*** Data to examine ***

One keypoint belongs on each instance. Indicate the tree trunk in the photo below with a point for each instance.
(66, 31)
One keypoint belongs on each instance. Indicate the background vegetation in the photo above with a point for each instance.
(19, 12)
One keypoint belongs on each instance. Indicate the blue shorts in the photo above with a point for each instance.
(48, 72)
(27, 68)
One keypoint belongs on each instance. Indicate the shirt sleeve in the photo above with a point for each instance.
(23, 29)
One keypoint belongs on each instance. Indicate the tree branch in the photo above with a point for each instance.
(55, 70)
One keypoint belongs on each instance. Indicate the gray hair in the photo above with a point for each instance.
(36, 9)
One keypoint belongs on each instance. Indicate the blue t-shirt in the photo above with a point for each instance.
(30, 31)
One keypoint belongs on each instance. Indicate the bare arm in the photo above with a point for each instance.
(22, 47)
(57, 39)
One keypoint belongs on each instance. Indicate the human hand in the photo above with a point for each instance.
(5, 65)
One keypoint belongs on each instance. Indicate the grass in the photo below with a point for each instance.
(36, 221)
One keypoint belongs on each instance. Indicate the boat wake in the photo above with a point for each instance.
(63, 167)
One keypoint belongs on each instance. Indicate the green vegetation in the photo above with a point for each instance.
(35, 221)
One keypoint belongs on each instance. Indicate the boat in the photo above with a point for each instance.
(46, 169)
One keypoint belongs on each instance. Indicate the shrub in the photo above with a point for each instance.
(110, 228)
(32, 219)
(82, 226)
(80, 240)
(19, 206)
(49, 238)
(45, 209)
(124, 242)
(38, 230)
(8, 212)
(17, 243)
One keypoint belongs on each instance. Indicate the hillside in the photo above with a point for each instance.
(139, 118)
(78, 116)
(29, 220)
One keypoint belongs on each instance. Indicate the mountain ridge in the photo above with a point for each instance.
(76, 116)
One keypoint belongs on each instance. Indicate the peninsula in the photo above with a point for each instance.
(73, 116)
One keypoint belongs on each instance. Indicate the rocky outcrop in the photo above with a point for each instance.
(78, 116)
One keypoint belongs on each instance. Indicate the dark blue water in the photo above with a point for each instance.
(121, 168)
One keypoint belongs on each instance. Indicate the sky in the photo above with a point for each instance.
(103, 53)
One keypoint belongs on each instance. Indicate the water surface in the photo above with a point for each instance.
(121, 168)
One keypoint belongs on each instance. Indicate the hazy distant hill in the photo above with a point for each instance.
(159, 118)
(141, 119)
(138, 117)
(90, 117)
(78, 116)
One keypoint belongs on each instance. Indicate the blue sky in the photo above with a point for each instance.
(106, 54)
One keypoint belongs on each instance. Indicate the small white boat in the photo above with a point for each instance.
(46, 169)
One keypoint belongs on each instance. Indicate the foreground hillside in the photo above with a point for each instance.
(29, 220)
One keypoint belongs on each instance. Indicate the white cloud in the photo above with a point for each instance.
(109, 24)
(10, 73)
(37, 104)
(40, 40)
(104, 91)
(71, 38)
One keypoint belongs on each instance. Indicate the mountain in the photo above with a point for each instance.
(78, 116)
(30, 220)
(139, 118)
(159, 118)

***

*Task prompt:*
The output should be a character-exact copy of all entries.

*Finished task:*
One keypoint belongs on each instance. Indicate the tree trunk in the photo below with a point for each instance.
(66, 31)
One keypoint belongs on each instance. Indicate the background vegetation in the photo above with a point for each instance.
(19, 12)
One keypoint belongs on each instance. Indicate the blue shorts in the photo above with a point for each instance.
(48, 72)
(27, 68)
One keypoint belongs on each instance. Indicate the shirt sleeve in the photo above with a point for each instance.
(23, 29)
One keypoint belongs on each instance. Indicate the tree branch in the photo above with a point for each instance.
(55, 70)
One keypoint belongs on each instance. Indicate the gray hair in the photo above with a point for each instance.
(36, 9)
One keypoint belongs on each instance. Indicate the blue t-shirt in the photo above with a point for each instance.
(30, 31)
One keypoint belongs on each instance. Indicate the bare arm in the photo above with a point for each instance.
(22, 47)
(57, 39)
One keypoint belongs on each instance. Indicate the human hand in the photo above with a point for each instance.
(5, 65)
One keypoint belongs on each instance. Indicate the grass in the photo below with a point for each instance.
(36, 221)
One keypoint belongs on each instance. Indicate the boat wake in the photo above with a point for each instance.
(63, 167)
One keypoint belongs on each instance. Indicate the green vegetation in the photo above with a point for each instance.
(35, 221)
One keypoint belongs on each instance. Indicate the boat in the photo above with a point for each instance.
(46, 169)
One keypoint belongs on each instance. Indicate the shrub in the photo above with a point for each instance.
(110, 228)
(32, 219)
(82, 226)
(80, 240)
(19, 206)
(49, 238)
(45, 209)
(124, 242)
(38, 230)
(8, 212)
(17, 243)
One keypoint belongs on each instance. Indicate the hillside in the photo above with a point for each instance.
(139, 118)
(78, 116)
(29, 220)
One keypoint belongs on each instance. Indicate the mountain ridge in the photo above with a point for each instance.
(76, 116)
One keypoint belongs on each instance. Indicate the peninsula in the photo above with a point for each instance.
(73, 116)
One keypoint belongs on each instance. Indicate the rocky outcrop in the photo above with a point for each instance.
(78, 116)
One keypoint belongs on each instance. Indicate the dark blue water in the photo above with a point for each instance.
(121, 168)
One keypoint belongs on each instance. Indicate the sky in the photo above with a point for each instance.
(103, 53)
One keypoint belongs on each instance. Indicate the water surface in the photo above with a point for each instance.
(121, 168)
One keypoint belongs on each instance. Indicate the hazy distant hill in the photo above with a point for each instance.
(159, 118)
(141, 119)
(138, 117)
(90, 117)
(78, 116)
One keypoint belongs on each instance. Indicate the blue sky in the photo above with a point for each instance.
(106, 54)
One keypoint belongs on each instance. Indicate the small white boat in the photo above with a point for each instance.
(46, 169)
One keypoint belongs on each instance. Indicate the foreground hillside in the photo above with a point for each instance.
(29, 220)
One keypoint belongs on each instance. Indicate the white cloud in the photo above with a point for each instance.
(109, 24)
(10, 73)
(37, 104)
(40, 40)
(104, 91)
(71, 38)
One keypoint belongs on each instance. Indicate the mountain in the photo above with a point for each instance.
(78, 116)
(30, 220)
(139, 118)
(159, 118)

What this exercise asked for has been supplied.